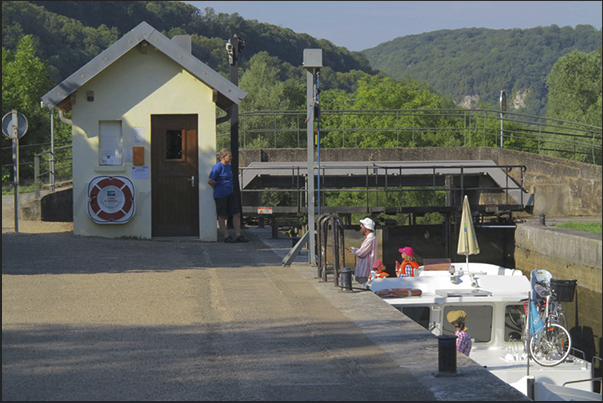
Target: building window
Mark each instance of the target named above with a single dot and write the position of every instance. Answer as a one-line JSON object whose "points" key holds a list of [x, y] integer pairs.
{"points": [[110, 150], [173, 144]]}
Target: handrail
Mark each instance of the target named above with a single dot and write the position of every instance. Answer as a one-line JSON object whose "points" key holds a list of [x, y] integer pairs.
{"points": [[50, 172], [337, 246]]}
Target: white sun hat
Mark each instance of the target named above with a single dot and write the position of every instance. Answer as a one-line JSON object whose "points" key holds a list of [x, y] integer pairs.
{"points": [[368, 223]]}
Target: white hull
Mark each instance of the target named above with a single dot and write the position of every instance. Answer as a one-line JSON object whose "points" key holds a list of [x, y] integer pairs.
{"points": [[491, 295]]}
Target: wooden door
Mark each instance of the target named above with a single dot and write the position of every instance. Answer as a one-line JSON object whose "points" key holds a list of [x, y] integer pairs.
{"points": [[174, 173]]}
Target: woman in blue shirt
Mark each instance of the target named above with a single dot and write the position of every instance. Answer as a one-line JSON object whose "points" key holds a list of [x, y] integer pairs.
{"points": [[220, 179]]}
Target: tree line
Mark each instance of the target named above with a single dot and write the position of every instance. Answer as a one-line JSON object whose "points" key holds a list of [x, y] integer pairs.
{"points": [[41, 47]]}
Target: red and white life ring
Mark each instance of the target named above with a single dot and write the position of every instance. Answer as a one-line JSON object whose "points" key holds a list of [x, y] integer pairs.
{"points": [[399, 292], [111, 200]]}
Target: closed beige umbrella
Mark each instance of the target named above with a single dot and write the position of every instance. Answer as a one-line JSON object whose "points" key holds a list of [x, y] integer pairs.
{"points": [[467, 240]]}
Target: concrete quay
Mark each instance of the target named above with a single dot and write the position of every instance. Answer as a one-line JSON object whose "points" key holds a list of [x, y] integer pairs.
{"points": [[124, 319]]}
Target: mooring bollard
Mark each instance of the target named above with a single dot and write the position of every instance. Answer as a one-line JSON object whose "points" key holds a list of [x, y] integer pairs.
{"points": [[447, 354]]}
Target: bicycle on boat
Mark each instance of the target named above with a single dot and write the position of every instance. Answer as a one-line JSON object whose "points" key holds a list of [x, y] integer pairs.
{"points": [[550, 343]]}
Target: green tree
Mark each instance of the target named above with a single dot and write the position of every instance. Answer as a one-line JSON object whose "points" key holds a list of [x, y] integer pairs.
{"points": [[25, 78], [575, 88]]}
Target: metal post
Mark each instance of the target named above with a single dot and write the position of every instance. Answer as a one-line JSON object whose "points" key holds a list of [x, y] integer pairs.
{"points": [[15, 143], [234, 47], [312, 62], [503, 109], [310, 156], [51, 161]]}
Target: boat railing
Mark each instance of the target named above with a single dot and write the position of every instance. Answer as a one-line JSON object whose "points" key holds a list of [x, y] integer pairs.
{"points": [[593, 378]]}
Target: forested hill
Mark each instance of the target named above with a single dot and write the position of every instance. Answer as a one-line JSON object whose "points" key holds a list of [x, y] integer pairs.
{"points": [[471, 64], [71, 33], [475, 64]]}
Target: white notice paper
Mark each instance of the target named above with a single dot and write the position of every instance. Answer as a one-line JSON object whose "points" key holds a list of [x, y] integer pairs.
{"points": [[138, 136]]}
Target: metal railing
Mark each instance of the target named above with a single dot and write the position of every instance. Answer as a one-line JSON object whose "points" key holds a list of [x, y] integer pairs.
{"points": [[53, 166], [387, 181], [335, 225], [401, 128], [422, 128]]}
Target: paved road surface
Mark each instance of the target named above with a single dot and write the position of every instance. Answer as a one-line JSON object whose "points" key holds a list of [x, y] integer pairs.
{"points": [[101, 319]]}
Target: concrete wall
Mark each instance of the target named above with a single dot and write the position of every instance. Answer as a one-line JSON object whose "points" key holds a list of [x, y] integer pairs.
{"points": [[568, 254], [561, 187]]}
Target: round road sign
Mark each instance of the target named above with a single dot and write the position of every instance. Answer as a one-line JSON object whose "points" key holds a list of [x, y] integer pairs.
{"points": [[14, 125]]}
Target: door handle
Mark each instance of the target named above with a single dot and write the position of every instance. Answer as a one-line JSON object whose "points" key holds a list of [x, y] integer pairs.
{"points": [[192, 180]]}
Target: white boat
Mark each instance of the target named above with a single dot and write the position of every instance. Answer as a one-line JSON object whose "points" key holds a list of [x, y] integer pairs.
{"points": [[493, 299]]}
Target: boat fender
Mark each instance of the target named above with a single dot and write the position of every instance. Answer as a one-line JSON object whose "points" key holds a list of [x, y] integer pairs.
{"points": [[399, 292]]}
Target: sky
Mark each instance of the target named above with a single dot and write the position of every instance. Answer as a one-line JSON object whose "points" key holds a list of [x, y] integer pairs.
{"points": [[360, 25]]}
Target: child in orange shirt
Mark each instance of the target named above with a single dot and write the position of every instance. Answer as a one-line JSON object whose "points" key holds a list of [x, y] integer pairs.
{"points": [[378, 270], [409, 265]]}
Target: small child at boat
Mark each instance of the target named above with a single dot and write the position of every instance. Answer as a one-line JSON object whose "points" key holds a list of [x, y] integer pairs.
{"points": [[409, 265], [378, 270], [463, 339]]}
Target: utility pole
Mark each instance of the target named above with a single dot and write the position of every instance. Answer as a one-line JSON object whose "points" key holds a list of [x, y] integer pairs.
{"points": [[312, 63], [234, 46]]}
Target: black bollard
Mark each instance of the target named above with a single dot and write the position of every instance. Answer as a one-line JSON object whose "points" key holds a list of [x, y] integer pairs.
{"points": [[346, 278], [447, 354]]}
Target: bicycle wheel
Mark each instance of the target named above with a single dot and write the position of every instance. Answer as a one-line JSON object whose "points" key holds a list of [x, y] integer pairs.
{"points": [[551, 346]]}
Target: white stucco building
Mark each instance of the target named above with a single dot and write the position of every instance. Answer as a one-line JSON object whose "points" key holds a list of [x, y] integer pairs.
{"points": [[144, 138]]}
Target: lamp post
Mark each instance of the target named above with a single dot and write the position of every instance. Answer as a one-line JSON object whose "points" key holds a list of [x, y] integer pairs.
{"points": [[503, 109], [234, 46], [312, 63]]}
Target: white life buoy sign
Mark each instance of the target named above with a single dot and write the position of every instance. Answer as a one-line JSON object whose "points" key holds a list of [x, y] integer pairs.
{"points": [[111, 199]]}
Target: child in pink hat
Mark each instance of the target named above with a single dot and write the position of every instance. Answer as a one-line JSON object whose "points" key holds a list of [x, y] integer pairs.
{"points": [[409, 265]]}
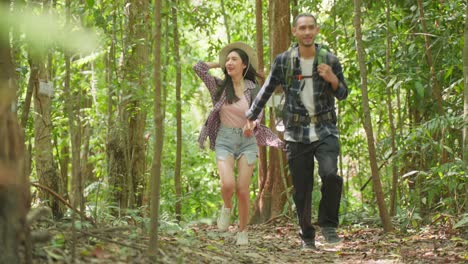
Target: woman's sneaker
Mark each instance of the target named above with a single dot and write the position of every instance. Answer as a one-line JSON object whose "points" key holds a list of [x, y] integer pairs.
{"points": [[242, 238], [223, 219], [330, 235]]}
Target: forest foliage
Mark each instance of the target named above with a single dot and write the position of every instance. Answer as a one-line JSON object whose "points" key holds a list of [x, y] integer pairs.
{"points": [[106, 96]]}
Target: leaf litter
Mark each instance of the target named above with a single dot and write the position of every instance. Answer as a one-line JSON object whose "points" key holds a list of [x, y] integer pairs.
{"points": [[274, 242]]}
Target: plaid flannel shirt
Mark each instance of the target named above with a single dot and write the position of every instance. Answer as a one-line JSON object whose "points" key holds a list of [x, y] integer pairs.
{"points": [[324, 96], [264, 136]]}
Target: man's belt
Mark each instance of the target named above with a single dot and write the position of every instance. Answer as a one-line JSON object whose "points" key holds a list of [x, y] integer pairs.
{"points": [[297, 118]]}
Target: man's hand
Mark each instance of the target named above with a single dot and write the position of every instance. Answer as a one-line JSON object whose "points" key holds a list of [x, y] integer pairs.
{"points": [[249, 128]]}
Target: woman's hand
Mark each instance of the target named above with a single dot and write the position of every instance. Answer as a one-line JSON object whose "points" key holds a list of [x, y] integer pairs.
{"points": [[248, 128]]}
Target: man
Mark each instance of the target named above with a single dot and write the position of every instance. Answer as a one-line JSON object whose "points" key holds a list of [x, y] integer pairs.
{"points": [[311, 78]]}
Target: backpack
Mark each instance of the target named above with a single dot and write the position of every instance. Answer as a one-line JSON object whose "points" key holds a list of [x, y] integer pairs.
{"points": [[293, 52]]}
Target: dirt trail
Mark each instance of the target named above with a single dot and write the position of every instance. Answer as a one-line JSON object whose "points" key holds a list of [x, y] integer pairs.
{"points": [[275, 242]]}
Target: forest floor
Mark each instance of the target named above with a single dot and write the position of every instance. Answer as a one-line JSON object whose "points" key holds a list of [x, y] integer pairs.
{"points": [[274, 242]]}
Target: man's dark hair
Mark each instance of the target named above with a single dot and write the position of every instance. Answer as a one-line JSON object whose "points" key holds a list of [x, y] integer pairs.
{"points": [[303, 15]]}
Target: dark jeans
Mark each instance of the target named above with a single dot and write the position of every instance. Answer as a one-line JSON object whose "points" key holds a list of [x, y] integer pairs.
{"points": [[301, 165]]}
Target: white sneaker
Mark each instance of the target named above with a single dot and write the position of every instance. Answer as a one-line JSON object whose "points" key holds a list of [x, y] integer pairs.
{"points": [[223, 219], [242, 238]]}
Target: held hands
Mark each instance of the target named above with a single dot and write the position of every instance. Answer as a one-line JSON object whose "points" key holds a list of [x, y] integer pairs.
{"points": [[248, 128], [326, 72]]}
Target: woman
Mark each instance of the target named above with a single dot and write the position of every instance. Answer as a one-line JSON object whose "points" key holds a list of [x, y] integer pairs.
{"points": [[233, 143]]}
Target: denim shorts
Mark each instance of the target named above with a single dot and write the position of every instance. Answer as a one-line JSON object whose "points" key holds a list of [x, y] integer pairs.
{"points": [[231, 141]]}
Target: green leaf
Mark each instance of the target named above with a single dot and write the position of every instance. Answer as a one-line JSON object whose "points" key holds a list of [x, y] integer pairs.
{"points": [[463, 222]]}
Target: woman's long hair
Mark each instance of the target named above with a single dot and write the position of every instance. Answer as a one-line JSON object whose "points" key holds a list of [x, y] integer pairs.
{"points": [[249, 73]]}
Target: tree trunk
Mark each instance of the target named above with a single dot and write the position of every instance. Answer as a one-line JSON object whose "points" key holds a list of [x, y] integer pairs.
{"points": [[465, 117], [272, 196], [116, 164], [262, 159], [178, 187], [387, 224], [436, 89], [393, 197], [14, 185], [226, 20], [158, 143], [45, 166], [72, 110], [134, 114]]}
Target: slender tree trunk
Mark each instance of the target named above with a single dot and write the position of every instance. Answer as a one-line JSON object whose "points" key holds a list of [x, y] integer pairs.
{"points": [[136, 72], [45, 165], [226, 21], [262, 159], [436, 89], [158, 143], [465, 117], [14, 185], [178, 187], [271, 197], [116, 164], [387, 224], [393, 197], [72, 110]]}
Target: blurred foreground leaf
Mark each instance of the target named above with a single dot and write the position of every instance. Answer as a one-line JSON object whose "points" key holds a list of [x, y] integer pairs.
{"points": [[42, 31]]}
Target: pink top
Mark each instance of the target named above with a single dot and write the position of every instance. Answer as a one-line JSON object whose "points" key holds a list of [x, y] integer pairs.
{"points": [[265, 137], [233, 115]]}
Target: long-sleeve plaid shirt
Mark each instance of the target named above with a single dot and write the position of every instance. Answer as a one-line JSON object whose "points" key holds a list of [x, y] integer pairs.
{"points": [[264, 136], [324, 95]]}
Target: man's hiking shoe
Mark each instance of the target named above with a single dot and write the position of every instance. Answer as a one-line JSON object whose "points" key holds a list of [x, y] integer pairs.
{"points": [[308, 244], [329, 233], [242, 238], [223, 219]]}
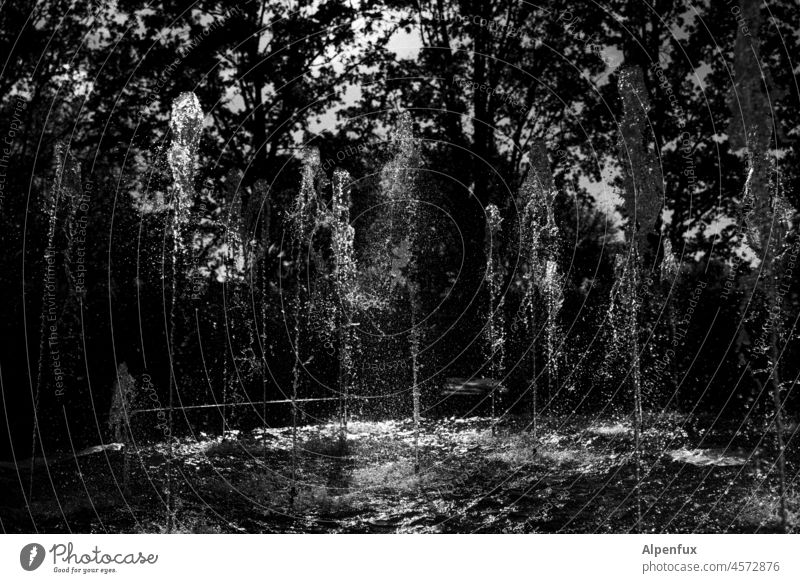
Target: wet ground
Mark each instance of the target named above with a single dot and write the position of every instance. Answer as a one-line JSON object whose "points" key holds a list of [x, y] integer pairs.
{"points": [[575, 475]]}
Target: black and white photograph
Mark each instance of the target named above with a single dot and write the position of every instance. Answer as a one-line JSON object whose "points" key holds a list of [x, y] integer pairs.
{"points": [[385, 267]]}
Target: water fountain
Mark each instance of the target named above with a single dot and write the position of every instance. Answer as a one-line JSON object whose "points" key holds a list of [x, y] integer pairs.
{"points": [[643, 196], [768, 216], [186, 123], [495, 325], [344, 275], [302, 221], [541, 282]]}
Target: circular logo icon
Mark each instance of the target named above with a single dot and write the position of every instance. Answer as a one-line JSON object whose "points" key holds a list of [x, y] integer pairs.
{"points": [[31, 556]]}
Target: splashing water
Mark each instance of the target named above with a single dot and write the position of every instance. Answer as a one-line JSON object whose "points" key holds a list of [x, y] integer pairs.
{"points": [[495, 329], [342, 237], [186, 124], [539, 240]]}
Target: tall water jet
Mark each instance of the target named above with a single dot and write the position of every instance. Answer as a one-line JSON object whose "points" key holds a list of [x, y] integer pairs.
{"points": [[643, 199], [344, 275], [302, 222], [186, 123], [541, 280], [400, 191], [768, 215], [495, 325]]}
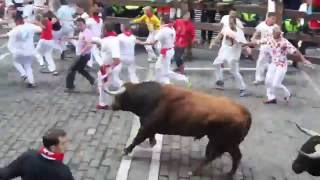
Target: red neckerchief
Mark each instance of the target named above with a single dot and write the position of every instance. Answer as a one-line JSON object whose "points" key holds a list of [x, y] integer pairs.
{"points": [[96, 18], [110, 34], [45, 153], [127, 32]]}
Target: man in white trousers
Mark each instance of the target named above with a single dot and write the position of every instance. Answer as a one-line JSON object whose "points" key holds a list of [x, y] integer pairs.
{"points": [[108, 75], [21, 47], [264, 30], [127, 52], [95, 23], [232, 40], [166, 37], [278, 48], [65, 15], [153, 24]]}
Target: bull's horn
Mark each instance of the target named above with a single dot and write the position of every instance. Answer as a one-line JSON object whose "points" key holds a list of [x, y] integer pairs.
{"points": [[315, 155], [119, 91], [307, 131]]}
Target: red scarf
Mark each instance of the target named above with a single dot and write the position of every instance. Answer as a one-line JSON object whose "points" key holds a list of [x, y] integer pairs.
{"points": [[96, 18], [127, 32], [50, 155], [110, 34]]}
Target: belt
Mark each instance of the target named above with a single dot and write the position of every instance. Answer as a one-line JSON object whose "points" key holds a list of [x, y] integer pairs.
{"points": [[163, 51], [280, 63]]}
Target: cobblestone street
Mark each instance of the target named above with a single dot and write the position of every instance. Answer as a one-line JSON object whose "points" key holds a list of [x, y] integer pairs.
{"points": [[97, 138]]}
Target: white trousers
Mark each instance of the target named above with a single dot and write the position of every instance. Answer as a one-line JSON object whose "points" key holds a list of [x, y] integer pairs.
{"points": [[95, 55], [129, 64], [274, 78], [149, 48], [263, 61], [23, 64], [163, 72], [44, 48], [235, 71], [113, 80], [60, 37]]}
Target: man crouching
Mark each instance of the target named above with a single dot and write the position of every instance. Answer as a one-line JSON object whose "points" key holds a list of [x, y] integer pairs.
{"points": [[45, 164]]}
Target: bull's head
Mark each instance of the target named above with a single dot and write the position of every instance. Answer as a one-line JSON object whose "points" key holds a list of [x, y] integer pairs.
{"points": [[120, 97], [309, 154]]}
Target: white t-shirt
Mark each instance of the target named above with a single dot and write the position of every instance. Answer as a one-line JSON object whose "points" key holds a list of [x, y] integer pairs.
{"points": [[95, 27], [265, 31], [166, 36], [110, 48], [21, 39], [225, 21], [127, 44], [65, 13], [39, 2], [27, 12]]}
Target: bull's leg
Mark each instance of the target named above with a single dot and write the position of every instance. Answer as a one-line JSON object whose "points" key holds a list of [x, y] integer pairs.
{"points": [[140, 137], [212, 152], [236, 157], [152, 140]]}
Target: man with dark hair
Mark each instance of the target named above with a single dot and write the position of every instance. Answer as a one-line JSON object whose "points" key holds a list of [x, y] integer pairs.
{"points": [[264, 30], [84, 51], [108, 75], [45, 164]]}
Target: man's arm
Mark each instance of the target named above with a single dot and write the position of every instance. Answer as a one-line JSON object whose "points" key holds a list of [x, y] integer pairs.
{"points": [[14, 169], [139, 20]]}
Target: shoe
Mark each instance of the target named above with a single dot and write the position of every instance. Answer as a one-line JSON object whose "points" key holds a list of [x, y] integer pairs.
{"points": [[219, 84], [244, 93], [257, 82], [189, 84], [70, 90], [62, 56], [288, 98], [106, 107], [55, 73], [24, 78], [272, 101], [30, 85]]}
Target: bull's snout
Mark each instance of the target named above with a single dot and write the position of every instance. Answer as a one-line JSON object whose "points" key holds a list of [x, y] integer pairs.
{"points": [[297, 167]]}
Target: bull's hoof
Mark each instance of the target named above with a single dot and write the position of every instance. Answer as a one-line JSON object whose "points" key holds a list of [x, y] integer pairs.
{"points": [[152, 142]]}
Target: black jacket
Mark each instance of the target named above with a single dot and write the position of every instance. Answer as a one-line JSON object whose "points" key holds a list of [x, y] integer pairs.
{"points": [[32, 166]]}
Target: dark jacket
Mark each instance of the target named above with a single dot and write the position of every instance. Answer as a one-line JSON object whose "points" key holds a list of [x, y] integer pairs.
{"points": [[32, 166]]}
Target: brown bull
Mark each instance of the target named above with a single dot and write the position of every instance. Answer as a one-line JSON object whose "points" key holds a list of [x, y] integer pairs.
{"points": [[173, 110]]}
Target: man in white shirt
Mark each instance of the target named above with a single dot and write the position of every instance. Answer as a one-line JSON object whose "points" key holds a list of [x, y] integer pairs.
{"points": [[65, 15], [108, 74], [95, 23], [166, 37], [264, 30], [127, 47], [22, 48]]}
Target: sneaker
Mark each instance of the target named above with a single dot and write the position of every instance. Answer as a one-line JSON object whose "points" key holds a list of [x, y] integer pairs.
{"points": [[31, 85], [70, 90], [244, 93], [189, 84], [219, 84], [55, 73], [272, 101], [288, 98], [257, 82], [106, 107], [24, 78]]}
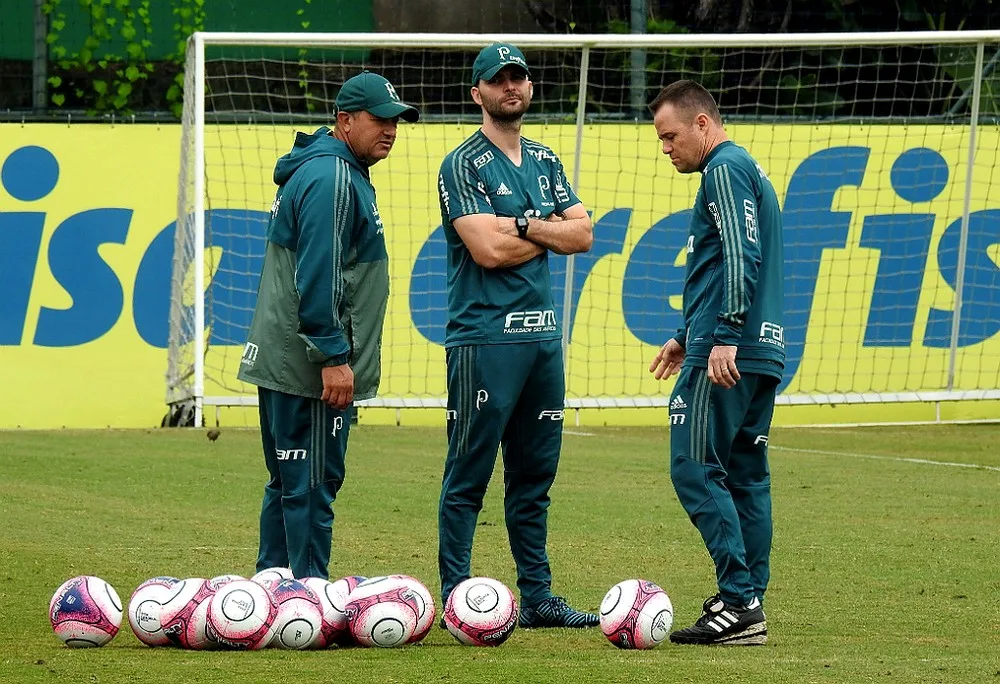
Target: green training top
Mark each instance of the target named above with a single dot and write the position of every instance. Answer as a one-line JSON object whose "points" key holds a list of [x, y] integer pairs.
{"points": [[733, 289], [500, 305]]}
===
From the line containing "Target: man in white shirt" down to the last line of the entries above, copy each line exactly and nothing more. Leave pictures out.

Target: man in white shirt
Mark each instance of the target named above with a single dot and write the position of every instance. Answer as a one-line JSON object whose "points" key holds a list of [x, y] integer pairs.
{"points": [[65, 15], [108, 74], [95, 23], [166, 37], [264, 30], [127, 47], [22, 48]]}
Target: sneaker
Mark each instance of the target named above with a single dot and write the position of every instance. Answer as a one-line JSON object whose "points" key holds a list of [x, y] integer pairs.
{"points": [[31, 85], [70, 90], [244, 93], [189, 84], [219, 84], [55, 73], [272, 101], [288, 98], [257, 82], [106, 107], [24, 78]]}
Target: green training top
Mark each instance of the target named above with a single dot and write the position of every instance. Answer as a one-line JSON object whose "points" key holds a list of [x, y] integer pairs.
{"points": [[733, 289], [500, 305]]}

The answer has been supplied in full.